■ EXERCISE OBJECTIVE ■
Copy the data from the line that contains "like [81, 77]." through the end, swapping "silver car" for "gray car" and leaving everything else unchanged.

* Begin *

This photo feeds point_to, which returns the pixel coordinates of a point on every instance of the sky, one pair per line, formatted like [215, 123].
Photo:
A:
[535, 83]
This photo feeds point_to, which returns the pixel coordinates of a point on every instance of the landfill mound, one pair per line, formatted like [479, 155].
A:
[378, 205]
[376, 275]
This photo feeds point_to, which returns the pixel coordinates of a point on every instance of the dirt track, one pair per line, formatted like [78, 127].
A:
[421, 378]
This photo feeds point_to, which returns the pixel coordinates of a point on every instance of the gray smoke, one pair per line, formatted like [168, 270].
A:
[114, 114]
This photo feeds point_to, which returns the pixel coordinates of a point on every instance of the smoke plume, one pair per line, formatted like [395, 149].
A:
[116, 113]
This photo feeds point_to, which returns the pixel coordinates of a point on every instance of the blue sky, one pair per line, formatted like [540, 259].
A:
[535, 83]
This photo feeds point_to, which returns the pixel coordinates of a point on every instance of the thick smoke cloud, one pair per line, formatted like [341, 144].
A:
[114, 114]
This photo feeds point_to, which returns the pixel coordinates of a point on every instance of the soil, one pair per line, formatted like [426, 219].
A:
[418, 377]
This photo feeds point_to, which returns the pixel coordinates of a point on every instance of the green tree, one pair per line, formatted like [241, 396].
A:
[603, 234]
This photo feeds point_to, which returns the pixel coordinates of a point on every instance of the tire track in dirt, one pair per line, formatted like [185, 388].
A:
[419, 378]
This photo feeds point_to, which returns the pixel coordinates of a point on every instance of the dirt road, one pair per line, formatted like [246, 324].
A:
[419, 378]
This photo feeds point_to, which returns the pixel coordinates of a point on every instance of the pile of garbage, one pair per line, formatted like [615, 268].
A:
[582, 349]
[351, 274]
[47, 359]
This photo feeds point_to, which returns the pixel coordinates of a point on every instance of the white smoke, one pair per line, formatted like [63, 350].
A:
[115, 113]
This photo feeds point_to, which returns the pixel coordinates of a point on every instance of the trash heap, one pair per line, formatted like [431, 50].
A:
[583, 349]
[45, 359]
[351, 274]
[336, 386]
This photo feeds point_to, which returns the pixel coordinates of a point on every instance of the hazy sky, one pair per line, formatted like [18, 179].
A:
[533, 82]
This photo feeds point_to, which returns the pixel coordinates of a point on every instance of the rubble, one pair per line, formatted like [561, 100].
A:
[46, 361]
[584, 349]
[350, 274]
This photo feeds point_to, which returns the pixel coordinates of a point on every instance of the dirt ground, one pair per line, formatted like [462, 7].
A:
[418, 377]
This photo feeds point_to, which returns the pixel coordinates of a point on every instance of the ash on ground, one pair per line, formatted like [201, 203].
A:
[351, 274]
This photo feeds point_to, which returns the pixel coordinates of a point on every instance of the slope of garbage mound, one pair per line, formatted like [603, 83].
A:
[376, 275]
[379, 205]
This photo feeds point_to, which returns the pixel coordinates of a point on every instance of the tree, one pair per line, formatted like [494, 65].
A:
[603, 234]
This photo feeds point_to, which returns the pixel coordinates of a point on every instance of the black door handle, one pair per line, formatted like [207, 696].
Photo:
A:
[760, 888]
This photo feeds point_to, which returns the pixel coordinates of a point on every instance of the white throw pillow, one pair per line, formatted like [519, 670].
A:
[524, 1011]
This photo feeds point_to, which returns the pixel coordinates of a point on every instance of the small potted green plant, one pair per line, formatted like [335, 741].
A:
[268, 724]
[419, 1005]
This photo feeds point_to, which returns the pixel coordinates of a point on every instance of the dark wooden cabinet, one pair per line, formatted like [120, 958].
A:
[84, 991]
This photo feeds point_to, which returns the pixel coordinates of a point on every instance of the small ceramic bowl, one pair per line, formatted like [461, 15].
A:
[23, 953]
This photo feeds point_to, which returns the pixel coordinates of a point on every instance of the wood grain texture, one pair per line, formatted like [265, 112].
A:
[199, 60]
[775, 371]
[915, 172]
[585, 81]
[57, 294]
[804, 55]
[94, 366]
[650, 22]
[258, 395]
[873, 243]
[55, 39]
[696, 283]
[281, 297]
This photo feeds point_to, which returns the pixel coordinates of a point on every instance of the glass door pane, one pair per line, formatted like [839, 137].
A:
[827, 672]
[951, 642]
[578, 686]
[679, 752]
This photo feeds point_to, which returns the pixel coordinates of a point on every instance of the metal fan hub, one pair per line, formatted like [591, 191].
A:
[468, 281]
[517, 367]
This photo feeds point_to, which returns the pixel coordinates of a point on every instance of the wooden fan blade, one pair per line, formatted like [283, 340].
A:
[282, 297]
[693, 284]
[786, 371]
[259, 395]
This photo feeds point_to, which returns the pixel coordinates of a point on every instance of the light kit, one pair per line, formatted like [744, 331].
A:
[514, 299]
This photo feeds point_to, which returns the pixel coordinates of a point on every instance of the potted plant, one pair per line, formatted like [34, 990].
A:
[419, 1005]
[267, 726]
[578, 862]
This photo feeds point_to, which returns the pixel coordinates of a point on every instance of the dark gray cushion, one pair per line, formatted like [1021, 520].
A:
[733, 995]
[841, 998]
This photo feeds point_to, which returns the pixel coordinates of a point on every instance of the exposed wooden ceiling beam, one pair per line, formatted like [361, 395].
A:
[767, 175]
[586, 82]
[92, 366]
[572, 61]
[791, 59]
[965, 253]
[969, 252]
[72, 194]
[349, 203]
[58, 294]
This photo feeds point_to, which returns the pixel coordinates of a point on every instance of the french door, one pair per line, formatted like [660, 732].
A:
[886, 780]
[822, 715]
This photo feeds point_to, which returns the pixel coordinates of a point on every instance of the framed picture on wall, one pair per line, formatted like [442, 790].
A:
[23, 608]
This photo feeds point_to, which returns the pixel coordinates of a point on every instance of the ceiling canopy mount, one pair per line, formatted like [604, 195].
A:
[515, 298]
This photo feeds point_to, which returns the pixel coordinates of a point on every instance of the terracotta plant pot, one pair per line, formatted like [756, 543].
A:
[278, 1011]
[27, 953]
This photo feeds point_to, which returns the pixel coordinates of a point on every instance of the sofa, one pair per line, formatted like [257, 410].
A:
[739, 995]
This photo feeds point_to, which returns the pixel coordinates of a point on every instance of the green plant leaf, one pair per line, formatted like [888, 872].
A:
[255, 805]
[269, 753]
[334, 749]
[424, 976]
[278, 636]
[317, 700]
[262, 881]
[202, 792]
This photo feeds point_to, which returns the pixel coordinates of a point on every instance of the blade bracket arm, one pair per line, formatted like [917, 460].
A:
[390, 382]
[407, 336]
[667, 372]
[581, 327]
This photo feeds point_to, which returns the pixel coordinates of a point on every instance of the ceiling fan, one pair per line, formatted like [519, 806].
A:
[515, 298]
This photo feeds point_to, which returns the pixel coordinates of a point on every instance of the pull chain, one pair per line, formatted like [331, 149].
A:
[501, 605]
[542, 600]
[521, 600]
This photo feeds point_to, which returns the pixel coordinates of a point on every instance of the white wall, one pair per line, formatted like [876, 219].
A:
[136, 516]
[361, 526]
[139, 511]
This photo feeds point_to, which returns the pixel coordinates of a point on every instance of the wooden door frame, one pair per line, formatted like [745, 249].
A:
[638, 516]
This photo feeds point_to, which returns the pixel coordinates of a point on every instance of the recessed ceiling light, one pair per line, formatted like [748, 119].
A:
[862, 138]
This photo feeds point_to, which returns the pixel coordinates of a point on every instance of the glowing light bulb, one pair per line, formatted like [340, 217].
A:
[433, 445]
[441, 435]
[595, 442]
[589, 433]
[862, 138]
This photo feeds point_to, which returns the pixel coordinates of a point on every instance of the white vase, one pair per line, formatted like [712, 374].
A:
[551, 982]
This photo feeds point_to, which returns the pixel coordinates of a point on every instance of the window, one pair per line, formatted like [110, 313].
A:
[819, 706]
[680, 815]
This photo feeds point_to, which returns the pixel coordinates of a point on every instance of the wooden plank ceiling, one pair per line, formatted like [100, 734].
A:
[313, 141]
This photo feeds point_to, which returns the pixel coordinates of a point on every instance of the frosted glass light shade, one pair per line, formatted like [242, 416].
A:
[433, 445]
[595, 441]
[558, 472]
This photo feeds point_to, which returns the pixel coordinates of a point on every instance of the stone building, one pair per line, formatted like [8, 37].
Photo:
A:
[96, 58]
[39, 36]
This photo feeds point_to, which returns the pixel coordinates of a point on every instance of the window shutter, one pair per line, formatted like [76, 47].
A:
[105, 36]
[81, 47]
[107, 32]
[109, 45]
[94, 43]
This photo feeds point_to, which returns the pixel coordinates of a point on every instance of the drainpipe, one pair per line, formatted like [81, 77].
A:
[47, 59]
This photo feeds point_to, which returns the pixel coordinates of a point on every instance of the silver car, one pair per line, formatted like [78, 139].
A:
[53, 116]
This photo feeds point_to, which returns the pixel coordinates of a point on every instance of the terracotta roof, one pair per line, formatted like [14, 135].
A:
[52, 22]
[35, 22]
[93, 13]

* End *

■ RESULT ■
This photo feeds point_to, which returns the pixel coordinates of a point on every instance of the drainpipe, one pair per line, formatted like [81, 77].
A:
[47, 59]
This photo feeds point_to, which returns the pixel coordinates of a point on every instance of the gray car, one pair per line, formatted like [78, 139].
A:
[53, 116]
This photo feeds point_to, which returns the pixel coordinates of a point on every instance of the terracotta roof, one pair per line, formatted like [14, 135].
A:
[52, 22]
[35, 22]
[93, 13]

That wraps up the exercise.